Accordingly this commentary will be about what the Coalition is likely to do and then, separately, I will set out my future predictions based on a different approach to budgetary forecasts. 

During the last few months the Coalition brains trust, led by Tony Abbott, Joe Hockey and Andrew Robb, has been fine-tuning a detailed plan to determine what it will do in its first year of office.

Now with the Wayne Swan/Martin Parkinson numbers before them they will devote considerable additional time to fine-tuning their approach.

The action needs to be big because, assuming the Coalition wins the election, it faces a massive decline in investment around 2015-16 as mining investment virtually ceases, given current government policies.

Almost certainly one of the first moves of a Coalition government will be to remove the architect of so many wrong budget forecasts (see A quiet end to Treasury's tame double act).

The Coalition is being goaded by the government to say which measures it will cut. But that is not the way the Coalition brains trust is going to work.

It believes that the greatest inhibition to private sector growth, and the greatest removable cost burden, is the amazing Gillard-Rudd governments’ achievement of introducing more than 20,000 regulations.  It was these regulations (along with South Australian state government mistakes) that delayed BHP’s Olympic Dam from going ahead. Now it’s too late – the market has turned and Olympic Dam has been mothballed.

A similar event is happening in the coal industry, where regulations delayed coal infrastructure investment when it was economic. Mining industry regulations will be shredded but the excessive regulation goes all the way down the line and is making enterprises ranging from universities to milk bars awash with paper work. 

But behind each set of regulations is a group of public servants who report to someone who reports to someone else and so on. Thousands upon thousands of public servants have been appointed to implement these regulations. Of course some regulations are important but most either duplicated state activities or were mindless public servant games. So step one is to take to the regulations with an axe and retrench the public servants no longer required.  If anything, the services provided by the government will be improved. Under the Coalition plan, duplications with state regulators will be eliminated.

_Task 1_. Reproduce the commentary on the Coalition's budget plans word for word, in full.

[Source data]

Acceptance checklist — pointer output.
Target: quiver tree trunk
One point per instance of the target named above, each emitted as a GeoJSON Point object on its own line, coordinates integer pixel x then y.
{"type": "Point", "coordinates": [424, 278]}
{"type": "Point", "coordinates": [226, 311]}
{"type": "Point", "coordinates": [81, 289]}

_Task 2_. Rewrite the listing above with "Acceptance checklist" changed to "Quality checklist", keeping every other part the same.

_Expected output 1_.
Accordingly this commentary will be about what the Coalition is likely to do and then, separately, I will set out my future predictions based on a different approach to budgetary forecasts. 

During the last few months the Coalition brains trust, led by Tony Abbott, Joe Hockey and Andrew Robb, has been fine-tuning a detailed plan to determine what it will do in its first year of office.

Now with the Wayne Swan/Martin Parkinson numbers before them they will devote considerable additional time to fine-tuning their approach.

The action needs to be big because, assuming the Coalition wins the election, it faces a massive decline in investment around 2015-16 as mining investment virtually ceases, given current government policies.

Almost certainly one of the first moves of a Coalition government will be to remove the architect of so many wrong budget forecasts (see A quiet end to Treasury's tame double act).

The Coalition is being goaded by the government to say which measures it will cut. But that is not the way the Coalition brains trust is going to work.

It believes that the greatest inhibition to private sector growth, and the greatest removable cost burden, is the amazing Gillard-Rudd governments’ achievement of introducing more than 20,000 regulations.  It was these regulations (along with South Australian state government mistakes) that delayed BHP’s Olympic Dam from going ahead. Now it’s too late – the market has turned and Olympic Dam has been mothballed.

A similar event is happening in the coal industry, where regulations delayed coal infrastructure investment when it was economic. Mining industry regulations will be shredded but the excessive regulation goes all the way down the line and is making enterprises ranging from universities to milk bars awash with paper work. 

But behind each set of regulations is a group of public servants who report to someone who reports to someone else and so on. Thousands upon thousands of public servants have been appointed to implement these regulations. Of course some regulations are important but most either duplicated state activities or were mindless public servant games. So step one is to take to the regulations with an axe and retrench the public servants no longer required.  If anything, the services provided by the government will be improved. Under the Coalition plan, duplications with state regulators will be eliminated.

_Expected output 2_.
Quality checklist — pointer output.
Target: quiver tree trunk
One point per instance of the target named above, each emitted as a GeoJSON Point object on its own line, coordinates integer pixel x then y.
{"type": "Point", "coordinates": [424, 278]}
{"type": "Point", "coordinates": [226, 311]}
{"type": "Point", "coordinates": [81, 289]}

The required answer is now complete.